** Text passage follows **

Runbook — quota-exhaustion

A bucket has fired AQPRatelimitBucketAt80Percent, AQPRatelimitBucketAt95Percent, or AQPRatelimitBucketExhausted.

Diagnosis (5 min)

Open the rate-limit dashboard at /data/ratelimit. Find the over-consuming (user_id, service, key_id).

Inspect the rl_ledger partition for the last hour:

SELECT decision, count(*), sum(tokens_consumed)
  FROM rl_ledger
 WHERE ts > now() - interval '1 hour'
   AND key_id = :key_id
 GROUP BY decision;

Cross-reference audit_log for the calling tool_id — data.ingest.materialize or data.ingest.preview_source are the usual culprits.

Decision tree (10 min)

Cause	Action
Misconfigured backfill	Tell the operator to cancel via `alphaswarm materialize cancel <reservation_id>`. The reservation auto-releases.
Vendor downgrade	Mint a higher-tier key via `alphaswarm keys mint --service polygon --rps 100 --burst 1000`.

** End of Text passage **
** Dataset follows **

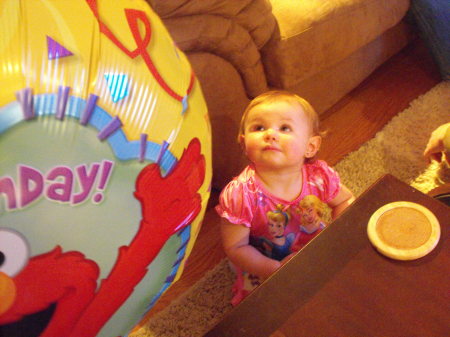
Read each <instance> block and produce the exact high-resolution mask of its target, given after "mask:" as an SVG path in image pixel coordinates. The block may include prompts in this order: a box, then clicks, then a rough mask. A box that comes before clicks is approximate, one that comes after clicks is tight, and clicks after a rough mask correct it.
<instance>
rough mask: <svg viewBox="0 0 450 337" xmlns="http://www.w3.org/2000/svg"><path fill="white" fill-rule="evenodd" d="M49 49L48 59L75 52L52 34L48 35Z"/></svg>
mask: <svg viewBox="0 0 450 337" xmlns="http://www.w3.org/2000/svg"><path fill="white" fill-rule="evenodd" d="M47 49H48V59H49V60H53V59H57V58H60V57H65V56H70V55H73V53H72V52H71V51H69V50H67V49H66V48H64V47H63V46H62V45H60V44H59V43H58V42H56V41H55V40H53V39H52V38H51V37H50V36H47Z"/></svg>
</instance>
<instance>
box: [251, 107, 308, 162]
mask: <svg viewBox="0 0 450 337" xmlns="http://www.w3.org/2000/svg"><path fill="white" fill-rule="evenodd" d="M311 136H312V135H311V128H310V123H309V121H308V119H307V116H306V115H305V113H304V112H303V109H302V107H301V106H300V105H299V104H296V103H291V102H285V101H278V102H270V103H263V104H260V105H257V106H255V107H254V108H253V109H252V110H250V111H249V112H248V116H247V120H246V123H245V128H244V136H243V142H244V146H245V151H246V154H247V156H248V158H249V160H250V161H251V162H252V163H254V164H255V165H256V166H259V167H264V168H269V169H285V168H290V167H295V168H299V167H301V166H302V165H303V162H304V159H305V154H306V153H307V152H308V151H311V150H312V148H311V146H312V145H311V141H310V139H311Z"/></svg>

** End of Dataset **

▶ [Work to complete]
**a)** Which alerts does the quota-exhaustion runbook name as having fired?
**b)** Transcribe the quota-exhaustion runbook from "Inspect the rl_ledger" to "the usual culprits.".
Nothing here requires the stored-data listing.

▶ [List of solutions]
**a)** AQPRatelimitBucketAt80Percent, AQPRatelimitBucketAt95Percent, AQPRatelimitBucketExhausted

**b)**
Inspect the rl_ledger partition for the last hour:

SELECT decision, count(*), sum(tokens_consumed)
  FROM rl_ledger
 WHERE ts > now() - interval '1 hour'
   AND key_id = :key_id
 GROUP BY decision;

Cross-reference audit_log for the calling tool_id — data.ingest.materialize or data.ingest.preview_source are the usual culprits.